Given exercise 1:
Answer these questions from the performance-tuning text:
(a) Which two activities does the writer cycle between?
(b) How many times does the writer typically repeat the process on the next "bottleneck"?
(c) According to the text, what are many profilers almost absolutely blind to?

A thing like this should serialize as fast as native Array does... I don't recommend hard coding the layout of Cell in order to save few bytes there...

Cheers, Paul

paul_71
+1  A: 

Point 1) Educated guesses are not the way to do performance tuning. In this case I can guess about as well as most, but guessing is the wrong way to do it.

Point 2) Profilers need to be well understood before you know what they're actually telling you. Here's a discussion of the issues. For example, what many profilers do is tell you "where the program spends its time", i.e. where the program counter spends its time, so they are almost absolutely blind to time requested by function calls, which is what your inner loop seems to consist of.

I do a lot of performance tuning, and here is what I do. I cycle between two activities:

  • Overall time measurement. This doesn't require special tools. I'm not trying to measure individual routines.

  • "Bottleneck" location. This does not require running the code at any kind of speed, because I'm not measuring. What I'm doing is locating lines of code that are responsible for a significant percent of time. I know which lines they are because they are on the stack for that percent, and stack samples easily find them.

Once I find a "bottleneck" and fix it, I go back to the first step, measure what percent of time I saved, and do it all again on the next "bottleneck", typically from 2 to 6 times. I am helped by the "magnification effect", in which a fixed problem magnifies the percentage used by remaining problems. It works for both macro and micro optimization.

(Sorry if I can't write "bottleneck" without quotes, because I don't think I've ever found a performance problem that resembled the neck of a bottle. Rather they were all simply doing things that didn't really need to be done.)

Given exercise 2: How many lines of the records below contain the string "photo"? Reply with the number only.

Input rows:
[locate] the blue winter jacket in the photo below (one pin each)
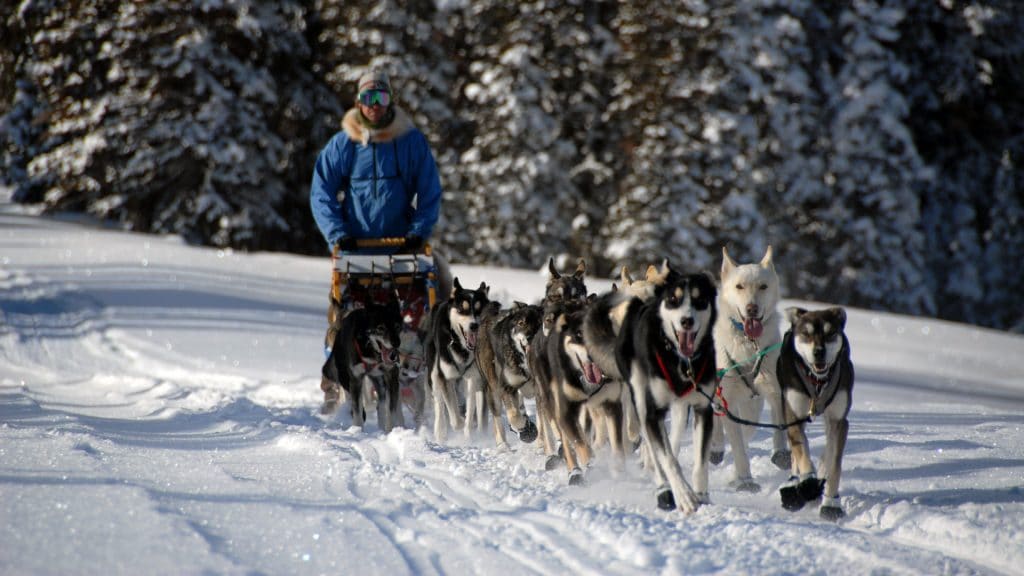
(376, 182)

...

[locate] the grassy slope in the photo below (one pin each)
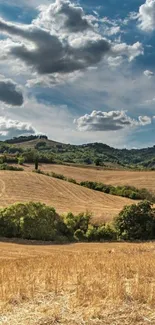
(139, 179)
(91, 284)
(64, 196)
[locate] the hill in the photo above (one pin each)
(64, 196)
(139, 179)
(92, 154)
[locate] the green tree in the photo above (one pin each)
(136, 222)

Expected output 1:
(a) Overall time measurement and "bottleneck" location.
(b) Typically from 2 to 6 times.
(c) Time requested by function calls.

Expected output 2: 4